Stored data

BEGIN

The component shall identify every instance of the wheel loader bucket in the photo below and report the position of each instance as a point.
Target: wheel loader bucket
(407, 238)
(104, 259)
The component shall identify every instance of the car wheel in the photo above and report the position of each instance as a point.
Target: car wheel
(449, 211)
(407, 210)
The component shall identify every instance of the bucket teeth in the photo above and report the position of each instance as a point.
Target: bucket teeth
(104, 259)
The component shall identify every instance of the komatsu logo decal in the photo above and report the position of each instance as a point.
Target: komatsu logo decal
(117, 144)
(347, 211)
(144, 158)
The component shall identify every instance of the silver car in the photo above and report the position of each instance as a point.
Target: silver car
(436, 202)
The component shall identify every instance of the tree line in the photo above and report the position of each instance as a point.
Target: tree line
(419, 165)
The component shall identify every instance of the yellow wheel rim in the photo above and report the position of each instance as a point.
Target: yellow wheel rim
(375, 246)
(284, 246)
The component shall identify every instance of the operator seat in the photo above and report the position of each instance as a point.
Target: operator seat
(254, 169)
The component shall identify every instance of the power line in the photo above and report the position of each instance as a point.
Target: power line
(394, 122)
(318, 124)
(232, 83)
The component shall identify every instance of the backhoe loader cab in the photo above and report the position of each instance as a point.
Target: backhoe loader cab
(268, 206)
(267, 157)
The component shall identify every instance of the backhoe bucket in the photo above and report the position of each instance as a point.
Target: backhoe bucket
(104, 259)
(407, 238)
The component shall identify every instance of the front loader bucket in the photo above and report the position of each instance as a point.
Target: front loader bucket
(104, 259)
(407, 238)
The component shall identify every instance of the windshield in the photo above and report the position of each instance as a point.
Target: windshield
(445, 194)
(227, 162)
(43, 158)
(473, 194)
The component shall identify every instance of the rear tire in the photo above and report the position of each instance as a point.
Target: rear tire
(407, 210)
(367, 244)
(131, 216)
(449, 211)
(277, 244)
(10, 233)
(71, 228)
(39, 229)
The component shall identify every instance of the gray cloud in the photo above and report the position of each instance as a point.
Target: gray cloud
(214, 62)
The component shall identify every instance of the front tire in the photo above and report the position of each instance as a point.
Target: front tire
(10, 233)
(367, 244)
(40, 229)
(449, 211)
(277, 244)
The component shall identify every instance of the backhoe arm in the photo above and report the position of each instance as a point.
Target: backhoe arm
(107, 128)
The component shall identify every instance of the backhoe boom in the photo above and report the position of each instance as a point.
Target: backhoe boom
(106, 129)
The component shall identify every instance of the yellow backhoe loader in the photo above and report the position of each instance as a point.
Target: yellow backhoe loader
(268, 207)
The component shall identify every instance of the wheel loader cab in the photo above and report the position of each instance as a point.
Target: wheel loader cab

END

→ **TASK DETAILS**
Copy each record from above without leaving any out.

→ **ANSWER TO THIS PROBLEM**
The component shall identify every instance of the wheel loader bucket in the photo below and report the position of each instance as a point.
Target: wheel loader bucket
(407, 238)
(104, 259)
The component shall identify every instance of the car wheel in the photo above and report the position of each instance as a point.
Target: car wheel
(449, 211)
(407, 210)
The component shall identify every instance of the bucket teeth in the photo above and report the position of each instance as a point.
Target: bucket teeth
(104, 259)
The component shall identify every instance of the komatsu logo decal in the photo above and report the position of each instance as a point.
Target: komatsu logo decal
(117, 144)
(347, 211)
(144, 158)
The component shall identify every instance of the silver car in the photo above and report the position of each instance as a point.
Target: silver car
(436, 202)
The component shall identify every instance of the tree line in the photo above and report the position of each instance as a point.
Target: tree line
(419, 165)
The component shall identify every instance of the yellow wheel rim in the photo above and report the position of each instance as a point.
Target: yellow wheel rim
(375, 246)
(284, 246)
The component shall identify every instance of the operator seat in the photo above and report the position of each instance as a point.
Target: operator seat
(254, 169)
The component shall identify every instance of the power line in the photo above and report the position of each instance as a point.
Target: power line
(394, 122)
(318, 124)
(232, 83)
The component shall identify every instance of the backhoe loader cab in the photo above and report the position of each instance as a point.
Target: backhoe loader cab
(268, 206)
(267, 157)
The component shall identify every instance of the backhoe bucket in the photo above and report the position of each instance as a point.
Target: backhoe bucket
(104, 259)
(407, 238)
The component shall identify every instance of the front loader bucket in the photo above and report the position of each instance as a point.
Target: front loader bucket
(104, 259)
(407, 238)
The component shall identify every instance of the windshield in the photo above and report the position of each instance as a point.
Target: windshield
(445, 194)
(227, 162)
(43, 158)
(473, 194)
The component shall identify every instance of the rear tire in the photo above and report the position of each instance as a point.
Target: rear tire
(407, 210)
(367, 244)
(131, 216)
(449, 211)
(277, 244)
(10, 233)
(71, 228)
(39, 229)
The component shall identify every instance of the gray cloud in the photo above and report the position of each instance as a point.
Target: gray cloud
(214, 62)
The component shall identify every instance of the front tire in the photo above and report the position of each instance as a point.
Target: front tire
(10, 233)
(367, 244)
(40, 229)
(449, 211)
(277, 244)
The component shall identify every instance of the backhoe arm in the photo above and report the position of each instance as a point.
Target: backhoe arm
(107, 128)
The component shall identify every instance of the backhoe boom in the photo above and report the position of each instance as a point.
Target: backhoe boom
(106, 129)
The component shall identify every instance of the yellow backhoe loader in the photo above and report the position of each instance as a point.
Target: yellow backhoe loader
(268, 207)
The component shall identify every instance of the wheel loader cab in the photo above and report the position of each instance as a point.
Target: wheel loader cab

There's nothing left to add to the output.